Article:
======
Il y a pourtant une recherche, des constantes, mais elles sont à formuler différemment en tout cas.
Et j'en arrive au point de rapprochement qui m'intéresse et donne son titre à cet article. Dans "Voyelles", je le dis depuis 2003 et cela est de plus en plus répercuté dans les écrits des rimbaldiens depuis, il y a une idée de "Verbe de Lumière", nous avons une correspondance terme à terme de cinq voyelles et de cinq formes élémentaires de la vision, cinq formes de perception autrement dit de la lumière : le noir, l'absence de lumière, le blanc, la lumière et la réunion de toutes les couleurs, puis donc la tripartition du rouge, du vert et du bleu-violet. Ce n'est pas tant une vérité de l'univers, qu'une vérité de notre organe humain de perception qu'est l'œil. Or, cette idée de bijection permet d'établir un rapport systématique entre la parole et la lumière, et cette idée rejoint l'idée biblique, développée dans l'évangile selon saint Jean, d'un Verbe divin qui est dans l'univers et dans la lumière : "Au commencement était le Verbe, et le Verbe était Dieu", et une des premières paroles de Dieu est "Que la lumière soit", avec sa conséquence instantanée : "Et la lumière fut." Et pour saint Jean, la vie de l'homme est l'expression intérieure d'une lumière.
======
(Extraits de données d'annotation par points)
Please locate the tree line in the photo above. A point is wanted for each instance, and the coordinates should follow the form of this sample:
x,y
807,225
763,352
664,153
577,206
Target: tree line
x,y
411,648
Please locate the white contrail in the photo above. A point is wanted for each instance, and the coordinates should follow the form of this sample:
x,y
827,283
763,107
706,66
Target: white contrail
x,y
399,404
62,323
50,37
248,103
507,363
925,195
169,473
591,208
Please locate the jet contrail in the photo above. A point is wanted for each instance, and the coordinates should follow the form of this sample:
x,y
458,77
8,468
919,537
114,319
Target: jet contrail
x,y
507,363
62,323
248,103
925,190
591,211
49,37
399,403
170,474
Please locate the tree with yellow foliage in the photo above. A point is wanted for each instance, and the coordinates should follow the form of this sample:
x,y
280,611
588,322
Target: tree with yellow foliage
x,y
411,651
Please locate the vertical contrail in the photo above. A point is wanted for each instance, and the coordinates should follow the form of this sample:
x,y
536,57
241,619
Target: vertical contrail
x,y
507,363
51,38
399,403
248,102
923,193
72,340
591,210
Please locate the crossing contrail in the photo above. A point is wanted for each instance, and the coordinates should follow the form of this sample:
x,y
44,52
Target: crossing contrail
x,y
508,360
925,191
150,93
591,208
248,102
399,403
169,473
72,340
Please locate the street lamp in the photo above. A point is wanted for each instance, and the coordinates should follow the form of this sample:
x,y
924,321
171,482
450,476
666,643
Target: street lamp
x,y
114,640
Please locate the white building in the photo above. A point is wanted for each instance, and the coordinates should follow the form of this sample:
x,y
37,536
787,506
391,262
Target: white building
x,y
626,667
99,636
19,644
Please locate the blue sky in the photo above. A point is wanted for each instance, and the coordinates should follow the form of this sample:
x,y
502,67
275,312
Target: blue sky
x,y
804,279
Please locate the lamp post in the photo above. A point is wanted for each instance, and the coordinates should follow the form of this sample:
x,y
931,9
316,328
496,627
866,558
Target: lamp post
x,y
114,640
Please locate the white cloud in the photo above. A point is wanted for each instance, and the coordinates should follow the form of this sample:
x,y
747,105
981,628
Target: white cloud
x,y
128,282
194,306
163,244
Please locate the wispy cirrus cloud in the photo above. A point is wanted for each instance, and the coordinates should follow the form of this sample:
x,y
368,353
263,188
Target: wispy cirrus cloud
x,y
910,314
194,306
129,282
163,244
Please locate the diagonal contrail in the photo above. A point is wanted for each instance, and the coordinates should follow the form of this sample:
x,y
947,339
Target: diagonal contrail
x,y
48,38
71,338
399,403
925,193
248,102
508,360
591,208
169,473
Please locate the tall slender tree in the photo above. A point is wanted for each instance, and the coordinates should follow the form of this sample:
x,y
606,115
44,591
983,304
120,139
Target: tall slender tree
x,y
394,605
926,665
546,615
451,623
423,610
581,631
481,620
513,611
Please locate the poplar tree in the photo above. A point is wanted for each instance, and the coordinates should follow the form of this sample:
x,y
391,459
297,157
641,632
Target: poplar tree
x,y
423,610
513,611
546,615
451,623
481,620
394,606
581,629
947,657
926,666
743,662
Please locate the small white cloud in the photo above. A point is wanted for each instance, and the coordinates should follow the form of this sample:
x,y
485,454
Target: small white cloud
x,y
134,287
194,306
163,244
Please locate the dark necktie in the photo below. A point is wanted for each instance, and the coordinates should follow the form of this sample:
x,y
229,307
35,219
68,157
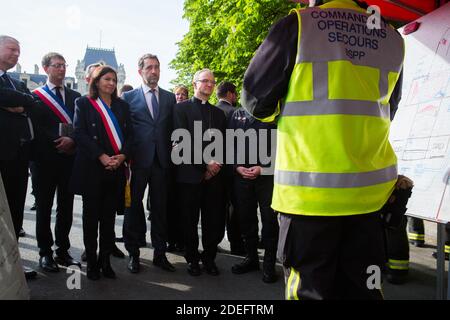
======
Votre travail:
[A] Transformez en tableau Markdown les lignes des rangées ci-dessus, en commençant à celle qui contient « Please locate the small » et en terminant à la fin des rangées, avec les colonnes « N° » et « Ligne », sans les lignes vides. Laissez les images hors de la réponse.
[B] Poursuivez l'article sur « Voyelles » et le Verbe de lumière à partir de sa dernière phrase.

Réponses par tâche:
[A]
| N° | Ligne |
|---|---|
| 1 | Please locate the small white cloud in the photo above. A point is wanted for each instance, and the coordinates should follow the form of this sample: |
| 2 | x,y |
| 3 | 485,454 |
| 4 | Target: small white cloud |
| 5 | x,y |
| 6 | 134,287 |
| 7 | 194,306 |
| 8 | 163,244 |
| 9 | Please locate the dark necktie in the photo below. A point is wanted for each instance, and the coordinates should follow the form of this sample: |
| 10 | x,y |
| 11 | 229,307 |
| 12 | 35,219 |
| 13 | 68,157 |

[B]
Rimbaud s'empare de ce mode de représentation métaphorique. Cela ne concerne pas seulement "Voyelles", la Raison est aussi du domaine de la parole, et donc le poème "A une Raison" peut se comprendre comme une prière ou une célébration adressée à un Verbe divin. Et "Alchimie du verbe" est un titre qui associe l'idée d'alchimie, de recherche donc du divin, à l'étude du verbe lui-même, et la notion d'alchimie est mobilisée explicitement dans "Voyelles" même, tandis que le sonnet "Voyelles" est exhibé en premier lieu en tant qu'exemple poétique rimbaldien de tentative d'alchimie du verbe dans la section du livre Une saison en enfer qui porte précisément ce titre.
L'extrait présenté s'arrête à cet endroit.